### What this task involves
Count the lines in the material that contain the word "uniform", and give only that number.

[Labeled region records]
__________
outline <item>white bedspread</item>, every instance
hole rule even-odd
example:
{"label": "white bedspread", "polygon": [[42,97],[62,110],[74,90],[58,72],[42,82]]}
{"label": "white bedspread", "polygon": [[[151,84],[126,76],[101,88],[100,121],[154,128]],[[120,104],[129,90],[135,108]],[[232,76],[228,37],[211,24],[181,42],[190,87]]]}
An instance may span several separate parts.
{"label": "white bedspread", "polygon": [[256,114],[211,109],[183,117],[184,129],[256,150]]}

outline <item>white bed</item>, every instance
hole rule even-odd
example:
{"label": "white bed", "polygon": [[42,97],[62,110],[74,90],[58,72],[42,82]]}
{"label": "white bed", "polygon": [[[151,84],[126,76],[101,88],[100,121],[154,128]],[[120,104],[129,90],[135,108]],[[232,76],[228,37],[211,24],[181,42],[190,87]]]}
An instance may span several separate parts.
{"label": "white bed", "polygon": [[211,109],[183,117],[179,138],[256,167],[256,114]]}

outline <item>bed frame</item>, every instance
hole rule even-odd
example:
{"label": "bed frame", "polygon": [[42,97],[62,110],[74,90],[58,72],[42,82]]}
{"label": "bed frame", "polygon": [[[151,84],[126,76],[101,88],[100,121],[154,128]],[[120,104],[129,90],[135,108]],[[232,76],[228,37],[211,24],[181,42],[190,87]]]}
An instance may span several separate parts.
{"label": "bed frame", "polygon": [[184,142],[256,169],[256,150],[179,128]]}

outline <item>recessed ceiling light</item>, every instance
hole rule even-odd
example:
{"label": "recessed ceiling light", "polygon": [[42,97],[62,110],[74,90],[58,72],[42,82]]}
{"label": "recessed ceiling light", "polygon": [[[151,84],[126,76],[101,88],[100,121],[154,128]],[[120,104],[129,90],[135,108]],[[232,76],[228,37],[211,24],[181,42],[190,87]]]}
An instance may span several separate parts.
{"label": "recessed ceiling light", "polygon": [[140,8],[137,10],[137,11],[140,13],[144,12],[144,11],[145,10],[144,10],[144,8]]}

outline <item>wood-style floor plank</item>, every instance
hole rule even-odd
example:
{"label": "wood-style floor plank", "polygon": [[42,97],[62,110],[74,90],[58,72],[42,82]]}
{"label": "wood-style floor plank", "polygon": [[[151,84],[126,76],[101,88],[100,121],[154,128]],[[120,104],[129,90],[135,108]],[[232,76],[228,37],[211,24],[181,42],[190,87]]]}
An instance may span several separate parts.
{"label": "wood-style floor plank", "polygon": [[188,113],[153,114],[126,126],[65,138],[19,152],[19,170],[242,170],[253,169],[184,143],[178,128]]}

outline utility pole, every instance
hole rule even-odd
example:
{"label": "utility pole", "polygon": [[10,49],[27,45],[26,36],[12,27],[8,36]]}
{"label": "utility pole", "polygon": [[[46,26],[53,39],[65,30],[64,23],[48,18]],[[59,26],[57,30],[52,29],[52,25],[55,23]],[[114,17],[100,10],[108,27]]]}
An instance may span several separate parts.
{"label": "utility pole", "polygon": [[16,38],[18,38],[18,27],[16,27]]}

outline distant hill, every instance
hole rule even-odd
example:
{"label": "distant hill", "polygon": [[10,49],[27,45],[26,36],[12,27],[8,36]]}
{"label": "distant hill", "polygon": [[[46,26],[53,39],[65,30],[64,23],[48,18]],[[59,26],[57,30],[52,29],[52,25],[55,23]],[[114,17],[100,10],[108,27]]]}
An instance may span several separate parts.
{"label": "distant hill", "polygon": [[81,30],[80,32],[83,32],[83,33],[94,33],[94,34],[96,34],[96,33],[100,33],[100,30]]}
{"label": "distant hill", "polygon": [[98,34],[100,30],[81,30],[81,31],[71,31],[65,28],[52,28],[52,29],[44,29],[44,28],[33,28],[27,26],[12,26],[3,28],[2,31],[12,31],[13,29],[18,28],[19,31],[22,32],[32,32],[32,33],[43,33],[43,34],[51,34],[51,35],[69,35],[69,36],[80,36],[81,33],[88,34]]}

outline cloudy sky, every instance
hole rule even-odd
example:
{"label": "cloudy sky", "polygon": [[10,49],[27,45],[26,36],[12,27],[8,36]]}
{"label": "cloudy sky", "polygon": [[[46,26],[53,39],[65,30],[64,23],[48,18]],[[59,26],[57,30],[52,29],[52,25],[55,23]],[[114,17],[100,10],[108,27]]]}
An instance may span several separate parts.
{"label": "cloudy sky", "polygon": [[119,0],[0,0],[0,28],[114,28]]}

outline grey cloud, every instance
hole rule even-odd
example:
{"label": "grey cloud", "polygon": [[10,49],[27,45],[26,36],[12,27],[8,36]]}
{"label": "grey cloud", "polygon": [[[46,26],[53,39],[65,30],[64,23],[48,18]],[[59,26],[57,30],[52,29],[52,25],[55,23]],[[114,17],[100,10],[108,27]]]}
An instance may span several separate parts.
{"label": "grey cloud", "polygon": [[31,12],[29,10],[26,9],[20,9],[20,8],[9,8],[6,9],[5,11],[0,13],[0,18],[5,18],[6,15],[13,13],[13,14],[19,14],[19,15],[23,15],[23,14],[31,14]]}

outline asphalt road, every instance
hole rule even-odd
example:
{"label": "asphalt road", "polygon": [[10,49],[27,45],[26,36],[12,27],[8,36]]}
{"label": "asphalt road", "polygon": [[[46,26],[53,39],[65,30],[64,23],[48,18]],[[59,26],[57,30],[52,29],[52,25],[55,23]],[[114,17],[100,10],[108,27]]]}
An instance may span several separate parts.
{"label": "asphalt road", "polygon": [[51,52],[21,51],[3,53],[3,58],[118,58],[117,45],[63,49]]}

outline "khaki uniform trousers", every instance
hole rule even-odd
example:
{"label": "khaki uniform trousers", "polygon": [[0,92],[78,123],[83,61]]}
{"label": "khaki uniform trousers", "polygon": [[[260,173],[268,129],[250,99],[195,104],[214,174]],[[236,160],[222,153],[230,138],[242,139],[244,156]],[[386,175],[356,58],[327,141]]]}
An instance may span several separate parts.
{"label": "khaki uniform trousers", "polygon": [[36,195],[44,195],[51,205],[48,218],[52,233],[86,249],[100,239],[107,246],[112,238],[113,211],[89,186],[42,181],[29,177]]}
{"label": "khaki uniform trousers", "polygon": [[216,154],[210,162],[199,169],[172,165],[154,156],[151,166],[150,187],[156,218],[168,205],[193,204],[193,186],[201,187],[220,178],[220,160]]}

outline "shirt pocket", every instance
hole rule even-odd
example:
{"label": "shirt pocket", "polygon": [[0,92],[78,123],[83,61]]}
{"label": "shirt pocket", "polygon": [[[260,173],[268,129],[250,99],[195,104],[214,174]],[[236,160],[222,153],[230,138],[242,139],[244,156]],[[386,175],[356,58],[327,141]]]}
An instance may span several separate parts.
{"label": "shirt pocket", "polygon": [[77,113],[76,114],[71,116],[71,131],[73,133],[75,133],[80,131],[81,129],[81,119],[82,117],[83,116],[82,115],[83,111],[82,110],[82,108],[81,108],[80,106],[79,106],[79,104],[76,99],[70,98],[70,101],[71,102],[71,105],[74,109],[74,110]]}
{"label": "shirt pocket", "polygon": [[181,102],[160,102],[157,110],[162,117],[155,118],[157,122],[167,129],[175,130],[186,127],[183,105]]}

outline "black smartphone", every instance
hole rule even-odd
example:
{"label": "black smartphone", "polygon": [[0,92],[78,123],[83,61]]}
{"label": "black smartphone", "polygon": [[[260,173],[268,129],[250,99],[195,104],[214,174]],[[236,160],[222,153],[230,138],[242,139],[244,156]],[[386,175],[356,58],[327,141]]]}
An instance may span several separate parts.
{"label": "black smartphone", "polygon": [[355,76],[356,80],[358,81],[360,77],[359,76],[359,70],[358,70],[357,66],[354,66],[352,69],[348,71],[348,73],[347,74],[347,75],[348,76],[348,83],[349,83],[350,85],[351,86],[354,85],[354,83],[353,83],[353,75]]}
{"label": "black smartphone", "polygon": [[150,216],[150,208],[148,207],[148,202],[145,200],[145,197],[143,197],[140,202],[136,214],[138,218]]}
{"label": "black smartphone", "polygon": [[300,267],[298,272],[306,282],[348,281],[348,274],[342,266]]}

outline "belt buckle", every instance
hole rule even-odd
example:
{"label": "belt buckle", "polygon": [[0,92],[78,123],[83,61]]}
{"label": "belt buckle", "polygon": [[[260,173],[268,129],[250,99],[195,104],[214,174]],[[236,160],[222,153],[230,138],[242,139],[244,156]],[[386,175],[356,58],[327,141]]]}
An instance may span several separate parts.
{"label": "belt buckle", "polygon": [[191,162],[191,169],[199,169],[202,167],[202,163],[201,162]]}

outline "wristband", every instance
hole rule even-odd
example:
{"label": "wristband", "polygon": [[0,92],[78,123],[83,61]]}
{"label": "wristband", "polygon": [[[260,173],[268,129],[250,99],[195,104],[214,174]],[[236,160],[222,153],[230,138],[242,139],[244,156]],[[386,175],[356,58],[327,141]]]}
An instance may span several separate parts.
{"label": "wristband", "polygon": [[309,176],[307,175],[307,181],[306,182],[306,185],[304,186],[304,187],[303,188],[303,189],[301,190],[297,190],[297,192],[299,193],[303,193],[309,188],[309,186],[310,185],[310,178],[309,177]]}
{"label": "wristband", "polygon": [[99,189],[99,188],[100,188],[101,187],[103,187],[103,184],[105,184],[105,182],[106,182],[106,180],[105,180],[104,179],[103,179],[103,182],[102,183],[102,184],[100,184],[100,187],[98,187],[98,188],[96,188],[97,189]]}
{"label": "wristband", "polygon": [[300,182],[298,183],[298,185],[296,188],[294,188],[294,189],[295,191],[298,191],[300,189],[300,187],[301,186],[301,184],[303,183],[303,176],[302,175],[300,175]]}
__________
### Solution to the problem
5